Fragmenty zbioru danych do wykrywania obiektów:
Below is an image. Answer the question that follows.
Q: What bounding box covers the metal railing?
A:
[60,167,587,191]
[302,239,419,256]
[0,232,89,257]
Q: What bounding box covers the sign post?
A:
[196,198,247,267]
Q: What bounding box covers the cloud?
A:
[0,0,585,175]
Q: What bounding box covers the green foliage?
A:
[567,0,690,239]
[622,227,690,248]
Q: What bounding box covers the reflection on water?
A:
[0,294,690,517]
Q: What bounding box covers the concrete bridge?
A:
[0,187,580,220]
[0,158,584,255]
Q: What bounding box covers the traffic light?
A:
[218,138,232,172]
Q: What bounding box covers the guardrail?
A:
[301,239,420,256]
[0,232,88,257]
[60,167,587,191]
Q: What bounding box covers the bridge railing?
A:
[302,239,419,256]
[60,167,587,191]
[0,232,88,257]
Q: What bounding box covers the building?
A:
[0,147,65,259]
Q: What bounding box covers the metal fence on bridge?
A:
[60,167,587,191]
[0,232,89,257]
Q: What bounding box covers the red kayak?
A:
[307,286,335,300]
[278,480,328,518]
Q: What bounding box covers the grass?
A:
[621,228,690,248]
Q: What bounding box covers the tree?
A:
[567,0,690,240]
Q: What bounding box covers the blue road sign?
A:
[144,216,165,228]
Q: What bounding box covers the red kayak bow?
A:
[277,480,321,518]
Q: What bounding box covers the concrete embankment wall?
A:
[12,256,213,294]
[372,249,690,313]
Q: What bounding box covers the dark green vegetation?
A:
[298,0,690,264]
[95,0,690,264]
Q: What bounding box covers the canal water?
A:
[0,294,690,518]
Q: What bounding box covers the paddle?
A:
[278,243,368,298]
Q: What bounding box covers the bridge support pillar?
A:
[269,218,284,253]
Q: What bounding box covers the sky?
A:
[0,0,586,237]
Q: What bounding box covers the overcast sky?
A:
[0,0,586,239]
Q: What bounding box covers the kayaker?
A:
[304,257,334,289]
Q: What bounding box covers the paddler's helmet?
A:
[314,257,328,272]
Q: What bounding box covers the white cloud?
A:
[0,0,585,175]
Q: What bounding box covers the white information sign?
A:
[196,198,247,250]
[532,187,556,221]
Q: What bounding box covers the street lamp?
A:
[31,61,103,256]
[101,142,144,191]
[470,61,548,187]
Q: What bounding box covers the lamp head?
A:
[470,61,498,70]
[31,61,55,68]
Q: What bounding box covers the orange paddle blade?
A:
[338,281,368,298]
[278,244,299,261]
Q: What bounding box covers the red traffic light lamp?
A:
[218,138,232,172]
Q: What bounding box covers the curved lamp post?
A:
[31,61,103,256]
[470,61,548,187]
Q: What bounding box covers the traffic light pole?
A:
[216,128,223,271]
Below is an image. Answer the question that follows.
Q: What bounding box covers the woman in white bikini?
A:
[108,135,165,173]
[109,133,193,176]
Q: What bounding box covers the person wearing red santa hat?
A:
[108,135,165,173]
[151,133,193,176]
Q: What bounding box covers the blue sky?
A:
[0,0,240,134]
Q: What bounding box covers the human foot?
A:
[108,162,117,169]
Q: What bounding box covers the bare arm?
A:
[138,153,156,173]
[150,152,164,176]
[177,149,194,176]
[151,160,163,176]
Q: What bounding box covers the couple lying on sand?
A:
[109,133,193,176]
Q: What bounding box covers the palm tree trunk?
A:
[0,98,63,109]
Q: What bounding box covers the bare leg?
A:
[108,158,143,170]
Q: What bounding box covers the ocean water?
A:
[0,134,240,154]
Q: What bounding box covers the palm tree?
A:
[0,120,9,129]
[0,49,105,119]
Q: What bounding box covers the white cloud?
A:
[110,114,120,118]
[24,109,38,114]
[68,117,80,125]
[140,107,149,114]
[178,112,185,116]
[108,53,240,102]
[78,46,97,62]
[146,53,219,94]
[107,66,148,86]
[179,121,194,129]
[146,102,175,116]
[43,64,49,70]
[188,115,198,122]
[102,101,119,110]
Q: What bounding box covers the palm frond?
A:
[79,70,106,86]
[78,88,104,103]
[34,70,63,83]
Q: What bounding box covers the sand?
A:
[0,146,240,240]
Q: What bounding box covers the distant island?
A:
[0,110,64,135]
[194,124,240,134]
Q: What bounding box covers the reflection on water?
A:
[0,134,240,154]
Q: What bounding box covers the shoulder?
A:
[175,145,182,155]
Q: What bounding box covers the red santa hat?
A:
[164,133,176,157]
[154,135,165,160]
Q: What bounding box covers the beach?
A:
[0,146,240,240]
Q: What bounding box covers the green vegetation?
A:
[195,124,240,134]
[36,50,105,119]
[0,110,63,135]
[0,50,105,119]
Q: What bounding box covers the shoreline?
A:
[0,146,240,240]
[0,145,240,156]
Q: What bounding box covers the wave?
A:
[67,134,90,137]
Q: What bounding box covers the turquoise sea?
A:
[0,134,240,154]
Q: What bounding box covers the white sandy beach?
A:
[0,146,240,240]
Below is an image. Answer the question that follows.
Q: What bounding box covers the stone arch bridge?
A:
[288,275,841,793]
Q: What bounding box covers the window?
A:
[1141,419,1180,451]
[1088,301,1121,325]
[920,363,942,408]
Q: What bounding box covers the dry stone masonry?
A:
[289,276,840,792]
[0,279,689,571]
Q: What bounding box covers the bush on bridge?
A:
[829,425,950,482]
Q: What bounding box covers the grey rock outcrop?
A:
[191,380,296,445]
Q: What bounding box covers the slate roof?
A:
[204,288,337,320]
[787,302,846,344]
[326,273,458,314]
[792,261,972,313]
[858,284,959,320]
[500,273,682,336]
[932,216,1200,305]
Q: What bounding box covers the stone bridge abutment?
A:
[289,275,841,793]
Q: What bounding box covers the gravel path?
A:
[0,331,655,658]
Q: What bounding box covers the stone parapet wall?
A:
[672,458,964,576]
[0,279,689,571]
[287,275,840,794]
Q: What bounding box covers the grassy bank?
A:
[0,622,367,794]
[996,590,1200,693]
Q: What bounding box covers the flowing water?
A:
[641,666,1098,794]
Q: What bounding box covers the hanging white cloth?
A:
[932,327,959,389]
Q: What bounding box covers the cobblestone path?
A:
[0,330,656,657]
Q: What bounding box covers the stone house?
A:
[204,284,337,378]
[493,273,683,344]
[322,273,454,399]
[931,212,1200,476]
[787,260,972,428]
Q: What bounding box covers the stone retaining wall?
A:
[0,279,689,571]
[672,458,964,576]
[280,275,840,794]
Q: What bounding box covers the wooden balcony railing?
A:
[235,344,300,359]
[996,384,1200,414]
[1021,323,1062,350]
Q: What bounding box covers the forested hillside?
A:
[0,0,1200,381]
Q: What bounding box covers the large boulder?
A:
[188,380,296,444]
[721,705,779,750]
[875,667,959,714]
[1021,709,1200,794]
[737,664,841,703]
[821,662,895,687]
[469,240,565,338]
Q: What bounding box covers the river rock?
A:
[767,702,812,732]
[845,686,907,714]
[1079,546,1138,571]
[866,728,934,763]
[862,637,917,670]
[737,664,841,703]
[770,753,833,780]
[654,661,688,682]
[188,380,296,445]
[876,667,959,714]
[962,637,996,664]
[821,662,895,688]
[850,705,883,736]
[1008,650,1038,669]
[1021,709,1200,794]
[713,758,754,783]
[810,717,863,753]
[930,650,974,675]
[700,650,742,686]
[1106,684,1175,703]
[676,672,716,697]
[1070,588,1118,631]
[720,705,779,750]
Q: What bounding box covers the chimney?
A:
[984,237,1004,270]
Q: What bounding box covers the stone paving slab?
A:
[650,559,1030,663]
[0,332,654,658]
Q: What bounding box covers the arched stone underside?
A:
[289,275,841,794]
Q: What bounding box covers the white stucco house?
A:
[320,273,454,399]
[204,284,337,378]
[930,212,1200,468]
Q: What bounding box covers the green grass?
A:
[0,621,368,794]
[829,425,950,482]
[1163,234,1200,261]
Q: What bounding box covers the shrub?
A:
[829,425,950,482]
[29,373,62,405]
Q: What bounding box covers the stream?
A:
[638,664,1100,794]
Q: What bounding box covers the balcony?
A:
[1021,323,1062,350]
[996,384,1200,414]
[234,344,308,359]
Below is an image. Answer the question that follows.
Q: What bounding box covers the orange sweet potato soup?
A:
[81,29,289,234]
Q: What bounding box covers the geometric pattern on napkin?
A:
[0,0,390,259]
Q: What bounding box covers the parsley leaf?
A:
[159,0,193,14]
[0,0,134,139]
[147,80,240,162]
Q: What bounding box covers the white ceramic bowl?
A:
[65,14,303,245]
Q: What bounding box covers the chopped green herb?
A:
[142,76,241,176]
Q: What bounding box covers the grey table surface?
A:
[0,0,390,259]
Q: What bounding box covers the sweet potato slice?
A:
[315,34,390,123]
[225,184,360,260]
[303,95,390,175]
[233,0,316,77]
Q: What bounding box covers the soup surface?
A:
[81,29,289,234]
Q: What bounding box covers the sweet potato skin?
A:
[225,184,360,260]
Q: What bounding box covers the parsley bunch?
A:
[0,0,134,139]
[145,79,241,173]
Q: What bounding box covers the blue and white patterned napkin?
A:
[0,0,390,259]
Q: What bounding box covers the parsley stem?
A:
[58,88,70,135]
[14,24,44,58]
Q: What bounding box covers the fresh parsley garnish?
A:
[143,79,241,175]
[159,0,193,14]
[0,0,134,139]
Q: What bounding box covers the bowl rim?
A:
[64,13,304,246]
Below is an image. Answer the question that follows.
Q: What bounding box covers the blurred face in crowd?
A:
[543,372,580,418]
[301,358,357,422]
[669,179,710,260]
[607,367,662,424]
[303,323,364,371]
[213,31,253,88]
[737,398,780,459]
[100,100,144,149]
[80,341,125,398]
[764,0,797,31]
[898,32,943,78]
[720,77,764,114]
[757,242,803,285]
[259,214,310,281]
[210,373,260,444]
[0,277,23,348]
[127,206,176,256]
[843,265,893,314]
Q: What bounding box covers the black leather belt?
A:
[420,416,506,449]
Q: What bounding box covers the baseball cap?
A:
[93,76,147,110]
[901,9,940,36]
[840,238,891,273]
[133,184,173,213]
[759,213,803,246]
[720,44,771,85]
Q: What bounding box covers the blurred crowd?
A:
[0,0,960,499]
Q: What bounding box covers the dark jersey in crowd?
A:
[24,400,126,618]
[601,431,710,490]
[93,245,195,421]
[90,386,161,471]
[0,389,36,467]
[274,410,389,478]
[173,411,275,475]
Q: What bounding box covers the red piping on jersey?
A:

Treść zadania → Przeskaluj współrzędne ramek w odpowiedziach z rekordów powyżej: zacznij od wiersza zawierającego „Q: What bounding box covers the blue and”, zakończ po wierszu zawierającym „[0,0,960,499]” i przepisz wszystkie te wiersze, łącznie z zapytaniami, mnożąc każdą współrzędną przez 1,05 i zaokrąglając do liczb całkowitych (połówki w górę). Zapytania przepisz bez zmian i nie dodawaj żadnych innych wierszy.

Pełny wynik →
Q: What bounding box covers the blue and white patterned napkin?
A:
[0,0,410,272]
Q: What bounding box covers the parsley stem?
A:
[61,92,74,142]
[15,25,46,61]
Q: What bounding box covers the fresh parsley garnish?
A:
[150,83,253,184]
[167,0,203,15]
[0,0,141,146]
Q: What bounding box covers the bowl rim?
A:
[67,14,319,258]
Below is an image. Answer the question that follows.
Q: What bounding box covers the blurred face in crowd?
A:
[570,391,609,439]
[316,376,375,443]
[702,188,746,273]
[637,385,695,445]
[318,339,382,390]
[224,33,266,92]
[774,418,819,482]
[105,105,151,156]
[84,358,131,418]
[802,0,837,33]
[943,34,990,82]
[756,81,802,120]
[795,254,843,299]
[272,225,326,295]
[221,392,273,466]
[0,291,24,365]
[133,216,185,269]
[885,278,938,330]
Q: What bounding box covers the black leather belt?
A:
[441,437,531,471]
Q: What bounding box covers the baseball cap?
A:
[98,80,154,116]
[946,9,987,38]
[882,250,936,287]
[140,193,182,224]
[797,224,843,258]
[756,46,810,89]
Q: What bounding box covers the blurred crowd?
A:
[0,0,1008,524]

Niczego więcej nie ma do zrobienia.